## Consegna
Nel brano su Federer a Wimbledon, individua tutte le situazioni di passaggio dall'esaltazione allo sconforto descritte prima della frase che comincia con «Probabilmente è ciò che è successo».

## Estratto del testo
Avete presente quell’attimo in cui passi dall’esaltazione allo sconforto in una frazione di secondo?
Quando il portiere della tua squadra para un rigore, tu esulti ma la ribattuta crea un autogol, oppure il tuo pilota preferito guadagna la testa della corsa a due curve dal traguardo, ma si stende da solo all’ultima curva prima del rettilineo?
Oppure quel momento in cui ti inquadrano in televisione ed esulti pensando: “Wow quello in televisione sono io!”, ma un minuto dopo per una congiunzione astrale ti ritrovi a pensare: “Cazzo!quello in tv sono io…”
Probabilmente è ciò che è successo 12 mesi fa alla signora bionda che esultava, come l’80% dei presenti sul centrale di Wimbledon, nel momento in cui Roger Federer metteva a segno l’ace che lo portava ad un punto dal suo nono Wimbledon e al ventunesimo titolo dello Slam, quel fatidico 8-7 40-15.
In quel momento la regia trovava tra il pubblico una signora bionda, che esultava con il dito indice alzato, dal labiale si poteva leggere chiaramente il richiamo ad un ultimo punto, un ultimo sforzo per il campione elvetico “One More”, ancora uno, ancora un punto per un altro capitolo della storia leggendaria di questo sport e di Roger Federer.
Uno. Un altro ancora. One More.
Sappiamo tutti invece come è andata, dal momento che tanti tifosi dello svizzero ancora non sono usciti da quel pomeriggio e ne portano ancora oggi i drammatici segni interiori, non indugeremo sul risultato sportivo, ma sulla signora bionda che è diventata il simbolo di un epocale “Sliding Doors”.
Non sappiamo nulla di quella signora, sappiamo solo che da quel pomeriggio è diventata uno dei meme tennistici più utilizzati negli ultimi 12 mesi, la chiameremo Blondie per comodità.
Blondie sarà tornata a casa quel pomeriggio, nella casa di Londra, con la morte sportiva nel cuore, probabilmente ignara di esser diventata il simbolo della sconfitta più dolorosa della storia del suo preferito; magari la finale di Wimbledon era il coronamento di un sogno, un regalo che si era fatta dopo tanti sacrifici, il sogno di veder il suo campione preferito ad un attimo dal trionfo sgretolarsi davanti ai suoi occhi.

## Estratto dei dati
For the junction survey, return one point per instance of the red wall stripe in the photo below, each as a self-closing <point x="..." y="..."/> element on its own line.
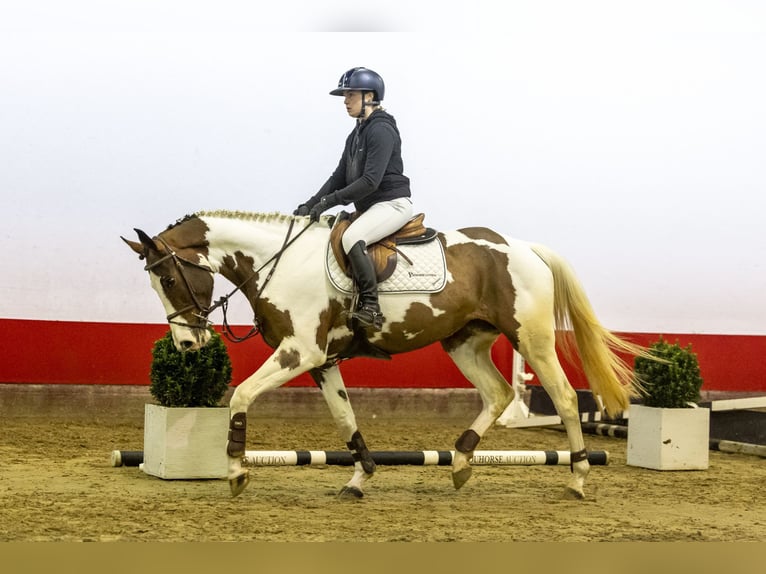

## Esercizio svolto
- Il portiere della tua squadra para un rigore e tu esulti, ma la ribattuta crea un autogol.
- Il tuo pilota preferito guadagna la testa della corsa a due curve dal traguardo, ma si stende da solo all'ultima curva prima del rettilineo.
- Ti inquadrano in televisione ed esulti pensando «Wow quello in televisione sono io!», ma un minuto dopo, per una congiunzione astrale, ti ritrovi a pensare «Cazzo! quello in tv sono io…».